● **Exercise aim**
List the titles of every article in the research summaries below.

An African-specific haplotype in MRGPRX4 is associated with menthol cigarette smoking
Julia Kozlitina et al.
PLoS Genetics, February 2019

Abstract:

In the U.S., more than 80% of African-American smokers use mentholated cigarettes, compared to less than 30% of Caucasian smokers. The reasons for these differences are not well understood. To determine if genetic variation contributes to mentholated cigarette smoking, we performed an exome-wide association analysis in a multiethnic population-based sample from Dallas, TX (N = 561). Findings were replicated in an independent cohort of African Americans from Washington, DC (N = 741). We identified a haplotype of MRGPRX4 (composed of rs7102322[G], encoding N245S, and rs61733596[G], T43T), that was associated with a 5-to-8 fold increase in the odds of menthol cigarette smoking. The variants are present solely in persons of African ancestry. Functional studies indicated that the variant G protein-coupled receptor encoded by MRGPRX4 displays reduced agonism in both arrestin-based and G protein-based assays, and alteration of agonism by menthol. These data indicate that genetic variation in MRGPRX4 contributes to inter-individual and inter-ethnic differences in the preference for mentholated cigarettes, and that the existence of genetic factors predisposing vulnerable populations to mentholated cigarette smoking can inform tobacco control and public health policies.


Hospitals and substance use disorder services in the time of the opioid epidemic
Cory Cronin et al.
Health Services Research, April 2019, Pages 399-406

Objective: To test whether the opioid epidemic increased hospitals’ offerings of substance use services.

Data Sources/Study Setting: This study employs data from the 2010 and 2015 American Hospital Association Annual Survey.

Study Design: A multilevel, cross‐sectional design was utilized to examine associations between county‐level overdose rates and hospital substance use services.

Data Collection/Extraction Methods: The analytic sample consisted of 3365 acute care hospitals that answered pertinent survey questions.

Principal Findings: In 2010, 334 hospitals offered inpatient opioid services and 588 hospitals offered outpatient services, compared to 327 and 577, respectively, in 2015, indicating that more hospitals dropped services than added them as overdose rates increased. Factors other than growing need weigh more heavily in hospitals’ determination to offer substance use services, including resources, mission, and the presence of psychiatric facilities within their communities. Importantly, hospitals that employ medical home models had greater odds of offering outpatient substance abuse services in 2015 OR, 95 percent CI (1.54; 1.23‐1.93; P < 0.0001).

Conclusions: Hospitals are either not willing or equipped to increase substance use services in response to growing need.


Tobacco Marketing at SNAP- and WIC-Authorized Retail Food Stores in the United States
Shauna Rust et al.

● **Stored data**
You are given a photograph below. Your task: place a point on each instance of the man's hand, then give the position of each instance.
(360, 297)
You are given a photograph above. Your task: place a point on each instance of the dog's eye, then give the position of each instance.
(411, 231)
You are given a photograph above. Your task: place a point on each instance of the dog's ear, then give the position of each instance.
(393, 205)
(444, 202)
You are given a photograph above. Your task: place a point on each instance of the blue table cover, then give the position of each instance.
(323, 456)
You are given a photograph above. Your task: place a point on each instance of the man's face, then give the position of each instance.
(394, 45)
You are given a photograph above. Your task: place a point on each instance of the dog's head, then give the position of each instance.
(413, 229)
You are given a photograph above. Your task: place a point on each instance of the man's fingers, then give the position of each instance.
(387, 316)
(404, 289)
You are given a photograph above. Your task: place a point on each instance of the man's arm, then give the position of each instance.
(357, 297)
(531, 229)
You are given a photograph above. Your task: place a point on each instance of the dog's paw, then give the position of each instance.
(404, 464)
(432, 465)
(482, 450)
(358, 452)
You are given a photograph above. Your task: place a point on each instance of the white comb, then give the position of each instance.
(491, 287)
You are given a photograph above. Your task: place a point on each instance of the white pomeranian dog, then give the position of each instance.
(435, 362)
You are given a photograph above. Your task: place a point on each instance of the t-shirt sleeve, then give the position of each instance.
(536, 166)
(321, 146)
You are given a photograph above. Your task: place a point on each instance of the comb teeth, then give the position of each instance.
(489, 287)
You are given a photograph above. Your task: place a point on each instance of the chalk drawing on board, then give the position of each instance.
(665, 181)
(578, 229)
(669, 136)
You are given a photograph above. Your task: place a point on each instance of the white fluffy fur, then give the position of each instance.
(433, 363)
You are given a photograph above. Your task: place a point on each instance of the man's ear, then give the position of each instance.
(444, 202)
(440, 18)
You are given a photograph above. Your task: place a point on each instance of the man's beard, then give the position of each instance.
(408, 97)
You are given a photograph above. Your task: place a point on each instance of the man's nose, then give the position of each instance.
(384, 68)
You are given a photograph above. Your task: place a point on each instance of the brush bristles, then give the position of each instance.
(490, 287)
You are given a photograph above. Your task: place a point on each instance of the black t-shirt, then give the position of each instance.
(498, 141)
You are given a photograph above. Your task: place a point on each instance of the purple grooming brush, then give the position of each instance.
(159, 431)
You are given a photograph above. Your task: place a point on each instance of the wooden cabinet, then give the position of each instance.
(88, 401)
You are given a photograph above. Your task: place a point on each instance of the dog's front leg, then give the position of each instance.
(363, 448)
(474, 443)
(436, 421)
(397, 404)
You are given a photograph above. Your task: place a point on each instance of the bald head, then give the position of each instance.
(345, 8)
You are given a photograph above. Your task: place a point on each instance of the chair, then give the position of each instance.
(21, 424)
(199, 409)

● **Result below**
- An African-specific haplotype in MRGPRX4 is associated with menthol cigarette smoking
- Hospitals and substance use disorder services in the time of the opioid epidemic
- Tobacco Marketing at SNAP- and WIC-Authorized Retail Food Stores in the United States